Selected extract:
>> begin
It's the story of my life.
My story begins on 24th March '96 , when I was born. I was born in a poor family and even when I was a child , I knew that are two kind of peoples. Those who are working for money...to have a decent life..or to survive and those who are abusing the others only to have money.
I remember that...when I was just 4 years old my dad got a new job....far far away from home. He was working there almost 24/7 and for a very small salary (almost 200-300 $ per month). I was able to call my dad once-two times per week...and I could see him only a few days per year...during the Christmas and Easter. I was alone with my mom...and I missed my dad. My mom didn't had a job...she was forced by my dad's parents to gave up school. My mom was 20 years old when I was born...and it was her last year at school....but she left the school to take care of me...and because of my dad's parents. I don't wanna call them grandparents...because they don't deserve that. I remember how they threaten my mom , and how they were making problems. I remember that one day , they paid someone to put dirt in my and my mom's water...or one day they beat my grandma when she was trying to help my mom to clean the house. My mom was like a slave...and I never saw my mom happy. All of this happened when my dad was not at home.
The story goes on.
I remember...when I was 6 years old that...we had no money. Nothing. No bread on the table. Just a few vegetables from our little garden. And I remember that..I had no money for new clothes..and my cousin , who was the only one who was playing with me a few times per month...when he was visiting me , he gave me some of his new clothes ...clothes that were the wrong size for him. My cousin is with only 1 year older than me. And still...I can remember how I was always playing alone with my toys...and I was looking at the other kids , from the village where I live...I was looking at then how they were playing football. I was just looking at them.
My story goes on.
>> end
Task requirements: Transcribe the part of the life story starting with "My story begins" and going on through "to have money.".

Data block:
>> begin
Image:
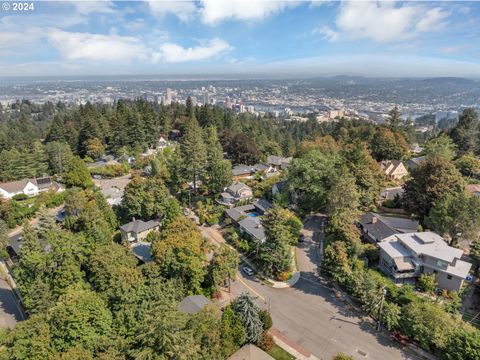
>> end
Task result:
My story begins on 24th March '96 , when I was born. I was born in a poor family and even when I was a child , I knew that are two kind of peoples. Those who are working for money...to have a decent life..or to survive and those who are abusing the others only to have money.